ARTICLE:
╔══

Reading Records

Now we will consider the process of reading records. In this program, we will read each record and display the first name listed with each record.

Since each person's name is a different length, we will need a function to count the number of characters we want to write. Since we pad each field with null characters, we can simply count characters until we reach a null character.^[2] Note that this means our records must contain at least one null character each.

Here is the code. Put it in a file called count-chars.s:

#PURPOSE:  Count the characters until a null byte is reached.
#
#INPUT:    The address of the character string
#
#OUTPUT:   Returns the count in %eax
#
#PROCESS:
#  Registers used:
#    %ecx - character count
#    %al - current character
#    %edx - current character address

 .type count_chars, @function
 .globl count_chars

 #This is where our one parameter is on the stack
 .equ ST_STRING_START_ADDRESS, 8
count_chars:
 pushl %ebp
 movl  %esp, %ebp

 #Counter starts at zero
 movl  $0, %ecx
 #Starting address of data
 movl  ST_STRING_START_ADDRESS(%ebp), %edx

count_loop_begin:
 #Grab the current character
 movb  (%edx), %al
 #Is it null?
 cmpb  $0, %al
 #If yes, we're done
 je    count_loop_end
 #Otherwise, increment the counter and the pointer
 incl  %ecx
 incl  %edx
 #Go back to the beginning of the loop
 jmp   count_loop_begin

count_loop_end:
 #We're done.  Move the count into %eax
 #and return.
 movl  %ecx, %eax

 popl  %ebp
 ret

As you can see, it's a fairly straightforward function. It simply loops through the bytes, counting as it goes, until it hits a null character. Then it returns the count.

Our record-reading program will be fairly straightforward, too. It will do the following:

Open the file
Attempt to read a record
If we are at the end of the file, exit
Otherwise, count the characters of the first name
Write the first name to STDOUT
Write a newline to STDOUT
Go back to read another record

To write this, we need one more simple function - a function to write out a newline to STDOUT. Put the following code into write-newline.s:

 .include "linux.s"

╚══

Answer these about the text on reading records:
1. What must each record contain at least one of?
2. Which register holds the character count in count_chars?
3. Into which file does the code for writing a newline to STDOUT go?

DATASET ENTRIES:
╔══

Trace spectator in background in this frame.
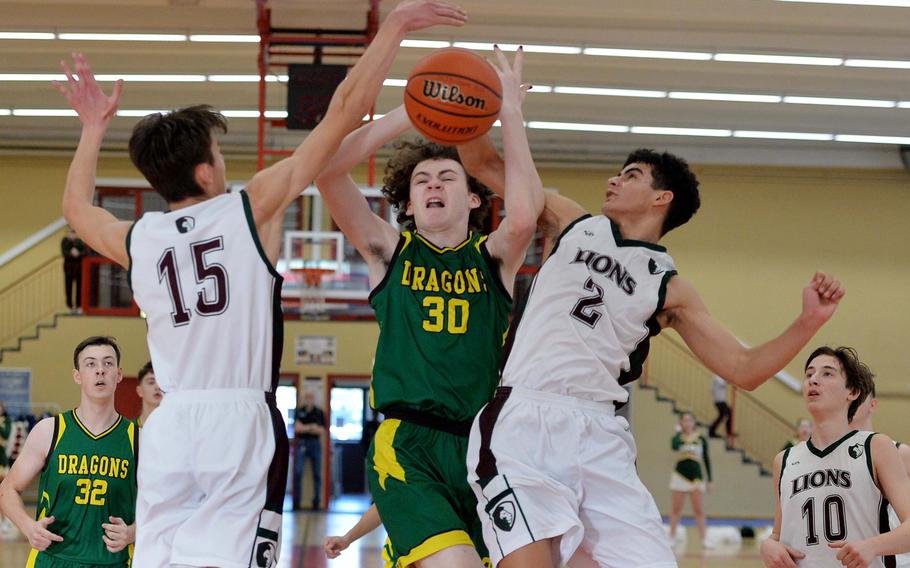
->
[708,375,733,438]
[136,361,163,428]
[781,418,812,450]
[294,391,325,511]
[0,400,13,480]
[60,229,88,313]
[670,412,712,548]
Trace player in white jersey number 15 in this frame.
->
[761,347,910,568]
[55,0,466,568]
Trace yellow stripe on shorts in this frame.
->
[396,529,474,568]
[373,418,407,489]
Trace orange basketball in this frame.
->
[404,47,502,146]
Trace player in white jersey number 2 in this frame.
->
[850,384,910,568]
[761,347,910,568]
[56,0,465,568]
[459,137,843,568]
[850,384,910,568]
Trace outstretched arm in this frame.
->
[658,272,845,391]
[487,47,544,290]
[0,418,63,551]
[247,0,466,261]
[316,106,411,283]
[458,134,587,242]
[322,505,382,558]
[53,53,131,268]
[828,434,910,566]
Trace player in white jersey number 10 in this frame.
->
[761,347,910,568]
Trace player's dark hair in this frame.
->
[129,105,227,203]
[136,361,155,383]
[623,148,701,236]
[73,335,120,369]
[382,141,493,231]
[803,345,875,422]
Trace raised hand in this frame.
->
[53,53,123,127]
[803,272,846,326]
[25,517,63,552]
[387,0,468,33]
[493,45,531,109]
[322,536,351,558]
[101,517,136,553]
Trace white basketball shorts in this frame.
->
[133,389,288,568]
[468,387,676,568]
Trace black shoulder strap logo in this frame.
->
[175,217,196,233]
[492,501,515,531]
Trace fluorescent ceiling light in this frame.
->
[221,110,259,118]
[583,47,711,61]
[714,53,844,67]
[670,91,783,103]
[206,75,279,83]
[0,73,66,81]
[844,59,910,69]
[553,87,667,99]
[401,39,452,49]
[528,120,629,133]
[583,47,711,61]
[630,126,733,138]
[784,97,895,108]
[13,108,76,116]
[190,34,259,43]
[733,130,834,142]
[0,32,57,39]
[777,0,910,8]
[95,73,205,83]
[834,134,910,145]
[117,109,171,118]
[57,33,186,41]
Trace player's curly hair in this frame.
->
[623,148,701,236]
[803,345,875,422]
[382,140,493,231]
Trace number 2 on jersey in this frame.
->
[158,237,228,327]
[572,278,604,327]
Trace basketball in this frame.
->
[404,47,502,146]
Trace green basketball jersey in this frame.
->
[370,231,512,421]
[29,410,138,566]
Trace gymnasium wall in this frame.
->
[0,156,910,440]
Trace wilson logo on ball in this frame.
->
[423,79,487,110]
[404,48,502,145]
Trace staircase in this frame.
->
[0,255,67,362]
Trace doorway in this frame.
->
[327,375,378,513]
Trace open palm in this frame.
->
[53,53,123,126]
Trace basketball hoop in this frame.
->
[292,268,335,315]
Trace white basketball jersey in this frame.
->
[888,440,910,568]
[127,191,283,392]
[502,216,676,403]
[780,431,894,568]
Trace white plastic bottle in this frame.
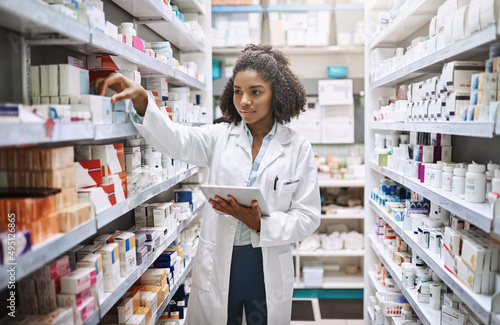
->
[465,163,486,203]
[452,167,467,196]
[441,166,453,191]
[486,161,500,193]
[491,169,500,193]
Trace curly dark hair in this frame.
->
[220,44,306,124]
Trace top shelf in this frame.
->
[370,0,444,49]
[112,0,205,52]
[0,0,90,42]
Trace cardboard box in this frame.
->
[114,232,137,277]
[441,61,485,92]
[61,268,96,294]
[75,159,102,188]
[97,243,120,292]
[87,54,137,70]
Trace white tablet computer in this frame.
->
[200,185,270,216]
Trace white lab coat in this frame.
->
[136,97,321,325]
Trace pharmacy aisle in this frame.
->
[0,0,212,325]
[364,0,500,324]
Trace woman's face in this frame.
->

╚══

ANSWER BELOW:
1. A null character
2. %ecx
3. write-newline.s